## PROBLEM TO WORK ON
Repeat exactly the lines that run from the one containing "Where can the green" to the end of the data, and leave out all others.

## GIVEN RECORDS
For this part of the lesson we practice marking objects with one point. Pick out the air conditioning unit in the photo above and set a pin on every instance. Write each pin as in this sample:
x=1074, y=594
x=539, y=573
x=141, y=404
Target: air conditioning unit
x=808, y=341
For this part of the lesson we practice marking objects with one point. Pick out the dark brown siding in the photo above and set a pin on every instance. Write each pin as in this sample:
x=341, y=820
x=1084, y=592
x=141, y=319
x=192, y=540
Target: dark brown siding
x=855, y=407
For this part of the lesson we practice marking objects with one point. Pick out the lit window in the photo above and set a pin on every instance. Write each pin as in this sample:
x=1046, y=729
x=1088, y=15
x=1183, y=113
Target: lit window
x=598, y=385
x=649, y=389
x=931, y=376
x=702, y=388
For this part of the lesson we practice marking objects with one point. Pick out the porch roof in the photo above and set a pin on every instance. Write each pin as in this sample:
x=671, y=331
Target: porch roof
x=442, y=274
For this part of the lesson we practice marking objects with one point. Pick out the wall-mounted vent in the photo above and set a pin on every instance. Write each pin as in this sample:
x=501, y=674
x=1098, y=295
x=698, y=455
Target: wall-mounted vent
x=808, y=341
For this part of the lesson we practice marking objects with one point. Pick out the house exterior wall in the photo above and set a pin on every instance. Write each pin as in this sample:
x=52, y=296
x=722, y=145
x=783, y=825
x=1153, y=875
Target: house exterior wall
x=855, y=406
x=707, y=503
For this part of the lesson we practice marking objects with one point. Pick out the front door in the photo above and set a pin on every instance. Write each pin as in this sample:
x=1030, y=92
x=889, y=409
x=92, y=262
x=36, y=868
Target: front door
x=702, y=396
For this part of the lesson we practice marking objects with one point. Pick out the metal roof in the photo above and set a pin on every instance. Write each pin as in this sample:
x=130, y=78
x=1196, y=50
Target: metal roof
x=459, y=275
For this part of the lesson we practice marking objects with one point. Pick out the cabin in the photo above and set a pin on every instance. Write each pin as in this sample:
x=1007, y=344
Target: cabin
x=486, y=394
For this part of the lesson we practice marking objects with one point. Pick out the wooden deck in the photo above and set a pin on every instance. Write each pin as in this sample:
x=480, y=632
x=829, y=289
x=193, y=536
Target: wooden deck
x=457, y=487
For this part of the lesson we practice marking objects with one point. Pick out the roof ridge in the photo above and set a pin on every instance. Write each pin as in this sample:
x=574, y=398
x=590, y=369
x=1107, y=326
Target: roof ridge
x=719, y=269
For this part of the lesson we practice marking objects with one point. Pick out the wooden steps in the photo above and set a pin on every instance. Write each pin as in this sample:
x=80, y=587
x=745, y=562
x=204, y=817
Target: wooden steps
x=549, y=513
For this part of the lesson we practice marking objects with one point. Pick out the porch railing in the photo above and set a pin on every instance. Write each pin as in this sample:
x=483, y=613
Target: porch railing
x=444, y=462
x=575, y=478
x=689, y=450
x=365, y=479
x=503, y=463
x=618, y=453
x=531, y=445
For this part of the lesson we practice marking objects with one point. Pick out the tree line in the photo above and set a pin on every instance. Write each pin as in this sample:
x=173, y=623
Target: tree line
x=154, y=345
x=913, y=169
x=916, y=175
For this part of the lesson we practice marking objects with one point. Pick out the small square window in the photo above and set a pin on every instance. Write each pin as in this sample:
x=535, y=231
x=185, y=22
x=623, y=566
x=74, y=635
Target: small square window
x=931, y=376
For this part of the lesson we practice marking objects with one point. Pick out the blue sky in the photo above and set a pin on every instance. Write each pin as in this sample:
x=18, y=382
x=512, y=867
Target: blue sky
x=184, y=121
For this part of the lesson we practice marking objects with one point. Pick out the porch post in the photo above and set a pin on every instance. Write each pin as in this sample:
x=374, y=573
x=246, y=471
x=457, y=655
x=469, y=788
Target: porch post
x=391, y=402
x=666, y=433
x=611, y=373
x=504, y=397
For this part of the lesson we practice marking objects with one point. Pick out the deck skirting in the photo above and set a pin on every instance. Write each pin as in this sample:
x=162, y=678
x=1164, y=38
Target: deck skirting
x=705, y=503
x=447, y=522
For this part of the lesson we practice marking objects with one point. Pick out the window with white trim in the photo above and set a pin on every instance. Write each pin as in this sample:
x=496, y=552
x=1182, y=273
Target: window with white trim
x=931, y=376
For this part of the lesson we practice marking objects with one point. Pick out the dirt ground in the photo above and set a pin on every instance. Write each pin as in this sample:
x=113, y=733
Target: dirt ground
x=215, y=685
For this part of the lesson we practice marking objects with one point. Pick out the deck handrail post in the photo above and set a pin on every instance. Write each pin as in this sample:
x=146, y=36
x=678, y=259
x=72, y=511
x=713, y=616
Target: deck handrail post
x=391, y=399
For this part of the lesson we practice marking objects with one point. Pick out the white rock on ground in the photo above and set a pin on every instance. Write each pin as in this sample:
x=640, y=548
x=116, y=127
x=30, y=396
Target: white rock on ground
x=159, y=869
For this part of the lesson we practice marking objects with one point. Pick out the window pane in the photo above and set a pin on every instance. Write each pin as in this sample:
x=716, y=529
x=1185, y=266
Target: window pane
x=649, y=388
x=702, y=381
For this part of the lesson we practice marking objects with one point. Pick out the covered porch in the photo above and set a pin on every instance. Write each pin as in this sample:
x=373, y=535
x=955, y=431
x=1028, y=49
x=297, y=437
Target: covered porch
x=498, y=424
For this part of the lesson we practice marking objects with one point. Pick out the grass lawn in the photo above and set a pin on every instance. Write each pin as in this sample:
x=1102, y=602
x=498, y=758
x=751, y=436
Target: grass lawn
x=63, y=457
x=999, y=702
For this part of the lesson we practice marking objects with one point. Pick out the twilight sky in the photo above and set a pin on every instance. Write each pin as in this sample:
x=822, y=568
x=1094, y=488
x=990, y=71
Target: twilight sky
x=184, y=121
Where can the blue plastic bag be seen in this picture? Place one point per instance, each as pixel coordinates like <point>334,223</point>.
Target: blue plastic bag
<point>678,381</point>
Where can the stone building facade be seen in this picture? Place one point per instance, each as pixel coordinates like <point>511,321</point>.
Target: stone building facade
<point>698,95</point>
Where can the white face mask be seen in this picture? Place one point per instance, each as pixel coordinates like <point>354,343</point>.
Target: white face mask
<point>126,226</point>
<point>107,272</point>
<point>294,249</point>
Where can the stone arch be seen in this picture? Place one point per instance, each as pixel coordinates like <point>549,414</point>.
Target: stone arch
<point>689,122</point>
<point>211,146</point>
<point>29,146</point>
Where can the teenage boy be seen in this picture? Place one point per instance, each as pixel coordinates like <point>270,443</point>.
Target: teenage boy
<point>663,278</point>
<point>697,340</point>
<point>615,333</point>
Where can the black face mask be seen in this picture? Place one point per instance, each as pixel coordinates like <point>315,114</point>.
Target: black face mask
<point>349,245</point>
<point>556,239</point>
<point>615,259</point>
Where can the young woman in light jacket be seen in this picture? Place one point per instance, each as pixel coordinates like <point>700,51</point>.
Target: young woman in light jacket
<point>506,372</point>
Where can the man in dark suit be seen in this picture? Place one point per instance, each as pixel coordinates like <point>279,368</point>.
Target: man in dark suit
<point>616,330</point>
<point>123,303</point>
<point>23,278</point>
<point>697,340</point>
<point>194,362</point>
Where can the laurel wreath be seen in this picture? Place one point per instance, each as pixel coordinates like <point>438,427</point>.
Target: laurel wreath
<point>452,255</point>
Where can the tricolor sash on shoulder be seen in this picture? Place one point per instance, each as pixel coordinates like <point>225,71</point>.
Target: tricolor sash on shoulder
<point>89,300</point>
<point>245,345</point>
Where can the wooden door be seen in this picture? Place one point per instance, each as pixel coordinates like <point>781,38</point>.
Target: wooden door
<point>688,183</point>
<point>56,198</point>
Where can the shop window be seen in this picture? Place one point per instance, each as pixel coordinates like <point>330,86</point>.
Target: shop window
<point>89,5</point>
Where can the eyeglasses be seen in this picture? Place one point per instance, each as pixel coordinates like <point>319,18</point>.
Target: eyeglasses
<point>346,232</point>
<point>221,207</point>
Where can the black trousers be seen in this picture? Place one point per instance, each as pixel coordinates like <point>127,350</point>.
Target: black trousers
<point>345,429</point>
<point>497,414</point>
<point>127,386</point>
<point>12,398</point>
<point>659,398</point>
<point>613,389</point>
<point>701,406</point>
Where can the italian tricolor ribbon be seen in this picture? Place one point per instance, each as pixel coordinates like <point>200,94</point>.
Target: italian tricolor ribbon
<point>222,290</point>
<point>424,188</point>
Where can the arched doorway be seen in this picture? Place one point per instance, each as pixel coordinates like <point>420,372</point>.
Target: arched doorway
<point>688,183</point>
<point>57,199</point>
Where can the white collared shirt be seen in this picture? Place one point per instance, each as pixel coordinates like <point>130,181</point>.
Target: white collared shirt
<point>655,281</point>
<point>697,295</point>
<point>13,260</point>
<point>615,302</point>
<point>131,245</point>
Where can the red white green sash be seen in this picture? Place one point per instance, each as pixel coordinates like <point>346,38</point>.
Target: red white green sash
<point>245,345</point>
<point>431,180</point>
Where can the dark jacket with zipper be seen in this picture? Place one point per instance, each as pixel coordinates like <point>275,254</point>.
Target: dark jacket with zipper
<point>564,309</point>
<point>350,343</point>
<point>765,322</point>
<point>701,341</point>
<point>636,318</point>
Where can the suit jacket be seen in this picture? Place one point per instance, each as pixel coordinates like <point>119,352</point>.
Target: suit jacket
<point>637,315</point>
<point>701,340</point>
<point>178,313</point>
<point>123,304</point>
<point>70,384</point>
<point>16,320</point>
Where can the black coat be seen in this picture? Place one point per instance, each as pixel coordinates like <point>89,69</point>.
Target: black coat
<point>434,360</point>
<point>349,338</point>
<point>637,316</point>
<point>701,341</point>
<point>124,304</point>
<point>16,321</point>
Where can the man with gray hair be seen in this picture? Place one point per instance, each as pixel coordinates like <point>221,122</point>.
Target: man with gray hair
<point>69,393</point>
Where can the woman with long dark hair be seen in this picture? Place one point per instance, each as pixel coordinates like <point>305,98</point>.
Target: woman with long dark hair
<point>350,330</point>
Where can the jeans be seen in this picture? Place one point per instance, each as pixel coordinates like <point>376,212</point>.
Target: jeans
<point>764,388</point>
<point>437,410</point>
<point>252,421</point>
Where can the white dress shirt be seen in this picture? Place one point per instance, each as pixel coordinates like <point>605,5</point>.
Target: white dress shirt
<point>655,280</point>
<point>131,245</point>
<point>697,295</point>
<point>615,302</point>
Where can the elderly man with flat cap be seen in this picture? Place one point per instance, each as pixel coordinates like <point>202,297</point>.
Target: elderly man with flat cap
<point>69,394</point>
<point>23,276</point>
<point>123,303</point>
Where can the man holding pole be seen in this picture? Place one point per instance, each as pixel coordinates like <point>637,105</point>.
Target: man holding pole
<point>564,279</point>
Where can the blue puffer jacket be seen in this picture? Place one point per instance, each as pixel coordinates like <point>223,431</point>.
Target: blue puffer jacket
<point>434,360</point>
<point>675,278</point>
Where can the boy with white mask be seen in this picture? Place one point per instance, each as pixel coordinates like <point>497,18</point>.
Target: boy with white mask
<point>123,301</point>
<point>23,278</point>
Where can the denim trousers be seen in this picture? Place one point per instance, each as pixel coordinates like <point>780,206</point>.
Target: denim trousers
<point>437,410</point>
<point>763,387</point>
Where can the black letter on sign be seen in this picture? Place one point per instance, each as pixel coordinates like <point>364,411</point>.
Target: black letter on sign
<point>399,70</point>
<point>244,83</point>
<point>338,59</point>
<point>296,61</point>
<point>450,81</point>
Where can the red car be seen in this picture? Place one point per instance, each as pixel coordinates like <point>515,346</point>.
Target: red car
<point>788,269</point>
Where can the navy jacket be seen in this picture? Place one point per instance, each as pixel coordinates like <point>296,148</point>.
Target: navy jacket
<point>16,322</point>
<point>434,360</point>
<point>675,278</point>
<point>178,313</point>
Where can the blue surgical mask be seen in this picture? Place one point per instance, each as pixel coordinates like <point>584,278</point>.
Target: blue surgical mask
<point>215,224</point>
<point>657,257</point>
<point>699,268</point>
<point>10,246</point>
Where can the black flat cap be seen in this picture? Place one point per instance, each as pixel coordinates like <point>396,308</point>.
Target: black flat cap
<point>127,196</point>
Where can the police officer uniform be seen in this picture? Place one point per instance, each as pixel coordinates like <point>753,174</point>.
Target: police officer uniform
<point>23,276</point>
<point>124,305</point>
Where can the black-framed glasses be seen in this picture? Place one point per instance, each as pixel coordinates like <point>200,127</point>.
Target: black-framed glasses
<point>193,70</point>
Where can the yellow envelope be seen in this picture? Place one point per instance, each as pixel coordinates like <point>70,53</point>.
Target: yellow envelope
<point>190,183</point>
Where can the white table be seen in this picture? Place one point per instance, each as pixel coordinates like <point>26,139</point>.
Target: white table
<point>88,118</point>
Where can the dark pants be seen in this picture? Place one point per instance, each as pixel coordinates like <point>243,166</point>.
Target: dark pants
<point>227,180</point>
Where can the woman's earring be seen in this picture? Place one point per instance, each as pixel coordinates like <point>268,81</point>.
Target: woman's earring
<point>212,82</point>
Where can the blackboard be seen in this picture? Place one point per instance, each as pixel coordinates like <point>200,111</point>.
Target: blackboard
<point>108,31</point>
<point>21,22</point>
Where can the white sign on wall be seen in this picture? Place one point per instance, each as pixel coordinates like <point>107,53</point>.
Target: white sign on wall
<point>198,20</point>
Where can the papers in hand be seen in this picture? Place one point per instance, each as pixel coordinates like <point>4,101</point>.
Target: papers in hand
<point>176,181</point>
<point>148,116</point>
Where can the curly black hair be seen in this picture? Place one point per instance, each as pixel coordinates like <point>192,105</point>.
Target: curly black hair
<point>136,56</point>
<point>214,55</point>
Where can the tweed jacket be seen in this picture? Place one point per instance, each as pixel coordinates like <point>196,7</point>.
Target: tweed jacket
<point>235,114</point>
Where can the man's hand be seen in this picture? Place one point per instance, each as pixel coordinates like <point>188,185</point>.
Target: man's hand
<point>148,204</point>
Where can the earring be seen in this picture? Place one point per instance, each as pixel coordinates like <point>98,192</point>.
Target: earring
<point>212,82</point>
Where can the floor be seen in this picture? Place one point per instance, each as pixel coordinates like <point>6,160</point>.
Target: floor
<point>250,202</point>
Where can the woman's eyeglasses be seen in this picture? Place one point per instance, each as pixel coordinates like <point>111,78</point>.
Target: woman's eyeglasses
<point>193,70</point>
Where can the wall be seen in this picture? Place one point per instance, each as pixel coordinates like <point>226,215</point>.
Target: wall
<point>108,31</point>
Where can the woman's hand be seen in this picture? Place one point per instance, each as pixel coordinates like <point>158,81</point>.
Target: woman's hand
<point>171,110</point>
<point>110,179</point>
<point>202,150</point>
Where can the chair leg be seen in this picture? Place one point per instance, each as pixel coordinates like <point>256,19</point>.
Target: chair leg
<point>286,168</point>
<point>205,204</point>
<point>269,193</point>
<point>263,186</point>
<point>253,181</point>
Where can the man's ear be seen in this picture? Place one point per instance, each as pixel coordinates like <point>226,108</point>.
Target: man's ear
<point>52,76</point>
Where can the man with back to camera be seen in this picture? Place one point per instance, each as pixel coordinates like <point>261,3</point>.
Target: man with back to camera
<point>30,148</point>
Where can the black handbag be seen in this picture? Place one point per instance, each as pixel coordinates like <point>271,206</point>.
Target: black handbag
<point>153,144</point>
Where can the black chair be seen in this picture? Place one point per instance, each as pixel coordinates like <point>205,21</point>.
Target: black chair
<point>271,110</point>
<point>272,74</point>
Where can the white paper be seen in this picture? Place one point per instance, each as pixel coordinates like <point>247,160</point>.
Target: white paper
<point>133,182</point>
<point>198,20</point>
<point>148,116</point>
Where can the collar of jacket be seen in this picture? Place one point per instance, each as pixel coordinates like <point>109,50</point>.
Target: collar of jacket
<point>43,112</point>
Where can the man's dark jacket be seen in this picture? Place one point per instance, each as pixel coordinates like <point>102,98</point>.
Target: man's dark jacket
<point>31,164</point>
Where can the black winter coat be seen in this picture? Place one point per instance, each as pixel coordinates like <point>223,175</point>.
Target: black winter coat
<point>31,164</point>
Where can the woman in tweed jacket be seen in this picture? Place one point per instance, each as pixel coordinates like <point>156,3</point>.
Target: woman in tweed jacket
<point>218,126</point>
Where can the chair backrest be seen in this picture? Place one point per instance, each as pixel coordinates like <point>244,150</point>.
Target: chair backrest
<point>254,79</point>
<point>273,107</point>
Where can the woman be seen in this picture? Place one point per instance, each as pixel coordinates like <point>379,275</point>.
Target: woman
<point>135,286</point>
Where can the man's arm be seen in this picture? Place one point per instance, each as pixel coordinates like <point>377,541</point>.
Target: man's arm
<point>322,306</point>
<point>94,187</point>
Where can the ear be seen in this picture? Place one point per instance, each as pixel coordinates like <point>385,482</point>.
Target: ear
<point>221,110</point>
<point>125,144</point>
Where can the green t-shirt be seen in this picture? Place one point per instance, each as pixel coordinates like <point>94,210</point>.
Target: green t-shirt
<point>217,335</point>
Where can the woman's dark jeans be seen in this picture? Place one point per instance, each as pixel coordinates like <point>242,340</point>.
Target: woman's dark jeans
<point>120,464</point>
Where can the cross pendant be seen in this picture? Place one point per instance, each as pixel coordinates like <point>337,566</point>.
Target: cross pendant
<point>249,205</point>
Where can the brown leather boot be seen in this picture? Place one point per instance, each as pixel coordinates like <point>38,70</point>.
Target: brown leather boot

## SOLUTION
Where can the green t-shirt be seen in this picture? Place one point per instance, each as pixel coordinates like <point>94,210</point>.
Target: green t-shirt
<point>217,335</point>
Where can the woman's dark jeans be seen in this picture? Place one point per instance, each as pixel coordinates like <point>242,340</point>.
Target: woman's dark jeans
<point>120,464</point>
Where can the cross pendant be seen in this picture? Place one point per instance, each as pixel coordinates like <point>337,566</point>.
Target: cross pendant
<point>249,205</point>
Where can the brown leather boot be seen in this picture? Place one point per instance, each as pixel coordinates like <point>38,70</point>.
Target: brown leather boot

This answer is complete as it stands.